start Task data

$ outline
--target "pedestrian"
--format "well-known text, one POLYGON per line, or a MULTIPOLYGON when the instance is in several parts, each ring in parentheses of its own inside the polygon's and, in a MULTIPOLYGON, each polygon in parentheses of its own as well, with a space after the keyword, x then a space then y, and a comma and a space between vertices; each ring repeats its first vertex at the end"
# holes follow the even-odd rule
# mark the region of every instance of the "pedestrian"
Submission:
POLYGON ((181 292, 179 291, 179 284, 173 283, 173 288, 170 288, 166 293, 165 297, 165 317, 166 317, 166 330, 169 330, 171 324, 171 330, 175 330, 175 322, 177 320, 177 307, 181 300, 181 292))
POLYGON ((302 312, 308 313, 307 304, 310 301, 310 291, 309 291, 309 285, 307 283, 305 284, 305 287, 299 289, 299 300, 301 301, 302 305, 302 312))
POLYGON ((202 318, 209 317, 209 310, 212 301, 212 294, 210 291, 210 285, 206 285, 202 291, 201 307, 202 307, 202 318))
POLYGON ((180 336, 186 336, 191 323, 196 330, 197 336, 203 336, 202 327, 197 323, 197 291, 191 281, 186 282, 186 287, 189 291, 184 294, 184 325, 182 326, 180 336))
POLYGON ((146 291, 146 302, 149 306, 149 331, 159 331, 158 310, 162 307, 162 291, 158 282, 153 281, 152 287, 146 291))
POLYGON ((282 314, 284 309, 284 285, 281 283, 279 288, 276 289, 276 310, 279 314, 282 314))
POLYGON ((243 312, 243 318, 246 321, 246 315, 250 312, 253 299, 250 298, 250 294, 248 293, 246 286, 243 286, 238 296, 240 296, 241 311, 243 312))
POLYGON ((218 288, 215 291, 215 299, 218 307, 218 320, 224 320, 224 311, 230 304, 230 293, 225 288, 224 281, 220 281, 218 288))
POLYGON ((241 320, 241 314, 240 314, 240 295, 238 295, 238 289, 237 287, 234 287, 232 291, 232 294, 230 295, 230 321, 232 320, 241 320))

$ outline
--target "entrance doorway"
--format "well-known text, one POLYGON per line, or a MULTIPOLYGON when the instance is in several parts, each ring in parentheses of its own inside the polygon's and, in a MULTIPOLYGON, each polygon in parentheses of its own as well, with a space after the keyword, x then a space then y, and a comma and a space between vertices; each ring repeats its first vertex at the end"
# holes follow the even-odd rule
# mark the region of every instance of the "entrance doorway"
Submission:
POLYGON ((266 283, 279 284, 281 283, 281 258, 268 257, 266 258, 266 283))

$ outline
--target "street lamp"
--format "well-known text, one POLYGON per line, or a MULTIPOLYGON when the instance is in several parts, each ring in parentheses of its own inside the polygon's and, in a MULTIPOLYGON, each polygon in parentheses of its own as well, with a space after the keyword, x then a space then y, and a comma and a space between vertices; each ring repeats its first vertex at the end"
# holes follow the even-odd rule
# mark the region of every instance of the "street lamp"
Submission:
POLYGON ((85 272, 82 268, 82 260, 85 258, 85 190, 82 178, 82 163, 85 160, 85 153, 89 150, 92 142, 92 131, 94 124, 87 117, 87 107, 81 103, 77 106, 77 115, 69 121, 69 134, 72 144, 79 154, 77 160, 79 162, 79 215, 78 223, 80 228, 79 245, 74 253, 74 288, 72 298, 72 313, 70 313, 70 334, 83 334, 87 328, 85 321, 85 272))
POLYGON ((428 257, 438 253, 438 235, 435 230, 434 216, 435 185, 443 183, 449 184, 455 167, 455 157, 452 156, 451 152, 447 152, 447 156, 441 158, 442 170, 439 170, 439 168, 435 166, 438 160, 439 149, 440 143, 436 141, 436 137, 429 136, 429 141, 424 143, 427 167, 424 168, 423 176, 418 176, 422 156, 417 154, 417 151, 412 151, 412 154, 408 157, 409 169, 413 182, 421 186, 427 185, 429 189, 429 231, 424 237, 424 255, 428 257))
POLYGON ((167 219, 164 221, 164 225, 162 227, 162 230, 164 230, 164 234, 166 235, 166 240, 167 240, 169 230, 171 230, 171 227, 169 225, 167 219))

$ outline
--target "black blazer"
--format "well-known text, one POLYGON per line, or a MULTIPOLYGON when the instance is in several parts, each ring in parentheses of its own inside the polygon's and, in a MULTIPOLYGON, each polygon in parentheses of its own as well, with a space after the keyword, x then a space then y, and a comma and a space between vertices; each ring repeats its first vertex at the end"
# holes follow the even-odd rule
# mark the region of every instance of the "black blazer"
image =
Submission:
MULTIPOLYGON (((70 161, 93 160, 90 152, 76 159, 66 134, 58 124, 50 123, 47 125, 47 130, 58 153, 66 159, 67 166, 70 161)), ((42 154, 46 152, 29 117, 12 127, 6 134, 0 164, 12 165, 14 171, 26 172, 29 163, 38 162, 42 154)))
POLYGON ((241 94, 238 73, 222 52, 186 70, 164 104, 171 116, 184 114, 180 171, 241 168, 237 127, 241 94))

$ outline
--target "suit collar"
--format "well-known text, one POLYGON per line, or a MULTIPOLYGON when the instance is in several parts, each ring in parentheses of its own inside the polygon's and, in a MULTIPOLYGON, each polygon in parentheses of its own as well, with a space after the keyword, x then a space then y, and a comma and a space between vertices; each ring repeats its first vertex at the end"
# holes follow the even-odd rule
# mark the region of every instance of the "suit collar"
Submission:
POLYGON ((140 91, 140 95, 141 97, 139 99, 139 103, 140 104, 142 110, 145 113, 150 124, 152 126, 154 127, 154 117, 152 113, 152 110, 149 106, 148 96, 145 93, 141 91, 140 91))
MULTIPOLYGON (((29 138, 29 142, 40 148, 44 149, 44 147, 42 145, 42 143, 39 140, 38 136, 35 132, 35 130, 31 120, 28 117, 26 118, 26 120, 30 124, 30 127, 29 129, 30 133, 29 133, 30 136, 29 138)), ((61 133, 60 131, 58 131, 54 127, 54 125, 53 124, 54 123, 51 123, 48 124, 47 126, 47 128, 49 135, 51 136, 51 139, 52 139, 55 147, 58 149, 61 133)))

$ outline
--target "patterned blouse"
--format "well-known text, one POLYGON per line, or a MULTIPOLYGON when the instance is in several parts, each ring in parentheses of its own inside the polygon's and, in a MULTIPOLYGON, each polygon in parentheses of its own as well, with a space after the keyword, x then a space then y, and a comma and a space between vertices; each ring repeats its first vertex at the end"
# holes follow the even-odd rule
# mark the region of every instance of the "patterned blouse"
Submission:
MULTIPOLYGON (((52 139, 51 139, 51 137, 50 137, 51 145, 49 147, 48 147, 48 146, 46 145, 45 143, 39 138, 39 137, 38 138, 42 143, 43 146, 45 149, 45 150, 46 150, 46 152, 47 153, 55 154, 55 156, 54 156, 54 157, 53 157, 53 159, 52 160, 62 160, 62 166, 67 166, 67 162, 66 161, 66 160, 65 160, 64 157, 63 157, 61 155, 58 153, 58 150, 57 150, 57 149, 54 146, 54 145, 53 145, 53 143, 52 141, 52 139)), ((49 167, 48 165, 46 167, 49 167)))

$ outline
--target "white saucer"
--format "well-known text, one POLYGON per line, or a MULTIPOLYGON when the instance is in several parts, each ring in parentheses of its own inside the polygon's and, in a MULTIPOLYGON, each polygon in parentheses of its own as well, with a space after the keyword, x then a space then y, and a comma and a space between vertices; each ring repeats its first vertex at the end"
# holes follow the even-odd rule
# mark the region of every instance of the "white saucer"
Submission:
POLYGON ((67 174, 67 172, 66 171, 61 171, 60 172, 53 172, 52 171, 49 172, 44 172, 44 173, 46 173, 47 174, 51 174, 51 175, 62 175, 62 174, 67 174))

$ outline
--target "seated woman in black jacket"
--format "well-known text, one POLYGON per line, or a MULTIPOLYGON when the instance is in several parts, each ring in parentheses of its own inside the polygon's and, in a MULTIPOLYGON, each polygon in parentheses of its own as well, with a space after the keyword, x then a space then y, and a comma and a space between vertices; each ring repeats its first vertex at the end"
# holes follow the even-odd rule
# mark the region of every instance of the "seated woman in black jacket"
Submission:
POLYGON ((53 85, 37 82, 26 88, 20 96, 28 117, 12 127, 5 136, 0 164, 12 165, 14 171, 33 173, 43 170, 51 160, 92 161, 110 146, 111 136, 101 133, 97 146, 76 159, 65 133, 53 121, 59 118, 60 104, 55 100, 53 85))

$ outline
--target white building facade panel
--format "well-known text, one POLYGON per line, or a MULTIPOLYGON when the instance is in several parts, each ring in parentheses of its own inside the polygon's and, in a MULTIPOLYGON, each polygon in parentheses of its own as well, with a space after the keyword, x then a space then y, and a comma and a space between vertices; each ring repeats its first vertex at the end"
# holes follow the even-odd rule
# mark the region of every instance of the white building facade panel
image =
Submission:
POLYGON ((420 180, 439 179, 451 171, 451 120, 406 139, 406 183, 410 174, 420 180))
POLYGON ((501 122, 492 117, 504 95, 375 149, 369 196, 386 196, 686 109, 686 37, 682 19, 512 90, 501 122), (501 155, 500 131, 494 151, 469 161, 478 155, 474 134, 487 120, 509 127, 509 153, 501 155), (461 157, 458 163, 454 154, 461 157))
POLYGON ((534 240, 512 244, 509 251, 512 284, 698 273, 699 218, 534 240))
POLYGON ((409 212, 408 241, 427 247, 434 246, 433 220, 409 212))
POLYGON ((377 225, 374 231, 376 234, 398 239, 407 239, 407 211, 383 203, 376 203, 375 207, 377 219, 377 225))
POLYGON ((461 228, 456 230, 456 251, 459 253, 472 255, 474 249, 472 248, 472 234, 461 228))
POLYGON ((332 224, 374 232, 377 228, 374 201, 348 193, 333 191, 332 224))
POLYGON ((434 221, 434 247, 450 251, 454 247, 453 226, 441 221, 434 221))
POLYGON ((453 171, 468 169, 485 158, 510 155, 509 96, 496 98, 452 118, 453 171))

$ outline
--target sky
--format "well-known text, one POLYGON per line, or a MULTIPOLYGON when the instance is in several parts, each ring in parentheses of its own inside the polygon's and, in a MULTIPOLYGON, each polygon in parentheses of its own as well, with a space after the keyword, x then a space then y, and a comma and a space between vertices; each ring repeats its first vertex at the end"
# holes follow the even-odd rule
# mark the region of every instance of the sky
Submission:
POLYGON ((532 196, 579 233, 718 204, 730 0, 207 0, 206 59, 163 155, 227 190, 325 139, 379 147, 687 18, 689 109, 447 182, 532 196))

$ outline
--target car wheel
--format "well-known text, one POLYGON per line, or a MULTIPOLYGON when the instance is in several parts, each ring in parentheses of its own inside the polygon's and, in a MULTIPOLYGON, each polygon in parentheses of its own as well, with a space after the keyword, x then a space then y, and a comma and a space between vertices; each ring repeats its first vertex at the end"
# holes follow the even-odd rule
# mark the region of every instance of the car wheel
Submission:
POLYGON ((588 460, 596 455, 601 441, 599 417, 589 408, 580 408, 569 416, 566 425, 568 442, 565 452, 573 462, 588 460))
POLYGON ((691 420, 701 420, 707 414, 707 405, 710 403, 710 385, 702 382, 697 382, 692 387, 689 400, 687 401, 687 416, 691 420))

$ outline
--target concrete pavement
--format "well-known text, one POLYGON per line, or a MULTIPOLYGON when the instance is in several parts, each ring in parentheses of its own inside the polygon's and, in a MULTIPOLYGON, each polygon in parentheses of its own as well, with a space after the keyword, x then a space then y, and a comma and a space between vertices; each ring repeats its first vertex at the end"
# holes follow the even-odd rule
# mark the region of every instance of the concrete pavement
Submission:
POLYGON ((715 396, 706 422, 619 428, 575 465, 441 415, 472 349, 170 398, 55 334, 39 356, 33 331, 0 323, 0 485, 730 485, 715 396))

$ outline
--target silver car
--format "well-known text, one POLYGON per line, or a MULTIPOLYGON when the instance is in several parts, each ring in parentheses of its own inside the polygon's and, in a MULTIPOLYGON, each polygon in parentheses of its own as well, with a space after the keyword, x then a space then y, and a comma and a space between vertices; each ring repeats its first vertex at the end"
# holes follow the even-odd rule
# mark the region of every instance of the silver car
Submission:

end Task data

# Instruction:
Recast the listing as a two-column CSV with the header input,output, starting at its first line and stopping after the line that contains "POLYGON ((202 318, 209". Put each command and its options and notes as one quoted input field and the polygons under it as one quoted output field, with line breaks turned into spaces.

# Full output:
input,output
"$ outline --target ""pedestrian"" --format ""well-known text, one POLYGON per line, or a MULTIPOLYGON when the instance is in several parts, each ring in parentheses of its own inside the polygon's and, in a MULTIPOLYGON, each polygon in parentheses of its own as well, with a space after the keyword, x then a space then y, and a comma and a space between vertices; each ring repeats its first vertex at the end"" # holes follow the even-odd rule # mark the region of every instance of the ""pedestrian"" Submission:","POLYGON ((181 292, 179 291, 179 284, 173 283, 173 288, 170 288, 166 293, 165 297, 165 317, 166 317, 166 330, 169 330, 171 324, 171 330, 175 330, 175 322, 177 320, 177 307, 181 300, 181 292)) POLYGON ((302 312, 308 313, 307 304, 310 301, 310 291, 309 291, 309 285, 307 283, 305 284, 305 287, 299 289, 299 300, 301 301, 302 305, 302 312)) POLYGON ((202 318, 209 317, 209 310, 212 301, 212 294, 210 291, 210 285, 206 285, 202 291, 201 307, 202 307, 202 318))"